### Stated exercise
Can you repeat, unchanged, every line of the records from the one containing "Detect stair riser." down to the last line, with that line and the last line both included?

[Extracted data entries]
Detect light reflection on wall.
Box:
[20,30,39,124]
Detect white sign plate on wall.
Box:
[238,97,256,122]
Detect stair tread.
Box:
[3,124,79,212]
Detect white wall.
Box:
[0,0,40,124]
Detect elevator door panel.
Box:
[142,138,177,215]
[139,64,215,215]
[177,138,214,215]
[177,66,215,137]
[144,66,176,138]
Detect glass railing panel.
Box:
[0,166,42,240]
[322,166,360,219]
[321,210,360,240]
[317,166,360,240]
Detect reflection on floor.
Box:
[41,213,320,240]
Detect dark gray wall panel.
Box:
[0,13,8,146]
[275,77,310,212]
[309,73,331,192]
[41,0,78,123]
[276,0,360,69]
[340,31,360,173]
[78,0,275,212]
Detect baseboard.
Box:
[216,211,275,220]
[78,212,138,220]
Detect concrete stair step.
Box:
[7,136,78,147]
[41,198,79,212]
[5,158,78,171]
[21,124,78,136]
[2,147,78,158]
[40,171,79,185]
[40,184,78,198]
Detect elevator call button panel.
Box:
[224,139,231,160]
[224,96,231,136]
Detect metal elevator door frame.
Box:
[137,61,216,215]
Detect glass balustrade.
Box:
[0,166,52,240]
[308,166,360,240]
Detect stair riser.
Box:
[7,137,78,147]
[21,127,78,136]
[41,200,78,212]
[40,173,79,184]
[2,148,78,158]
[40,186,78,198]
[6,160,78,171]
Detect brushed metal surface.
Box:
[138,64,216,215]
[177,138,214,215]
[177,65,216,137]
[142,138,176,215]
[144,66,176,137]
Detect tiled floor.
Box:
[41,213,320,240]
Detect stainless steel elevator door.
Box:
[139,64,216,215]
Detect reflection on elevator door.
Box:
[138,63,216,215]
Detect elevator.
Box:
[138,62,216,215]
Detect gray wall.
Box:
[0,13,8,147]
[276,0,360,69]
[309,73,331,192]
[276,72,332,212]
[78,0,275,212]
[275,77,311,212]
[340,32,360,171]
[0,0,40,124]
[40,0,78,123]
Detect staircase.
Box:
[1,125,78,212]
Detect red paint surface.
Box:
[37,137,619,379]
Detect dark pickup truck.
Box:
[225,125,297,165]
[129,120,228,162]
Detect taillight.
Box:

### Written reply
Detect stair riser.
Box:
[7,137,78,147]
[21,127,78,136]
[41,200,78,212]
[40,173,79,184]
[2,148,78,158]
[40,186,78,198]
[6,160,78,171]
Detect brushed metal surface.
Box:
[138,64,216,215]
[177,138,214,215]
[177,65,216,137]
[142,138,176,215]
[144,66,176,137]
Detect tiled floor.
Box:
[41,213,320,240]
Detect stainless steel elevator door.
Box:
[139,64,216,215]
Detect reflection on elevator door.
Box:
[138,63,216,215]
Detect elevator.
Box:
[138,62,216,215]
Detect gray wall.
Box:
[0,13,8,147]
[276,0,360,69]
[309,73,331,192]
[276,72,332,212]
[78,0,275,212]
[275,77,311,212]
[340,32,360,171]
[0,0,40,124]
[40,0,78,123]
Detect staircase.
Box:
[1,125,78,212]
Detect red paint surface.
Box:
[37,137,619,379]
Detect dark pickup truck.
Box:
[225,125,297,165]
[129,120,228,162]
Detect taillight.
Box:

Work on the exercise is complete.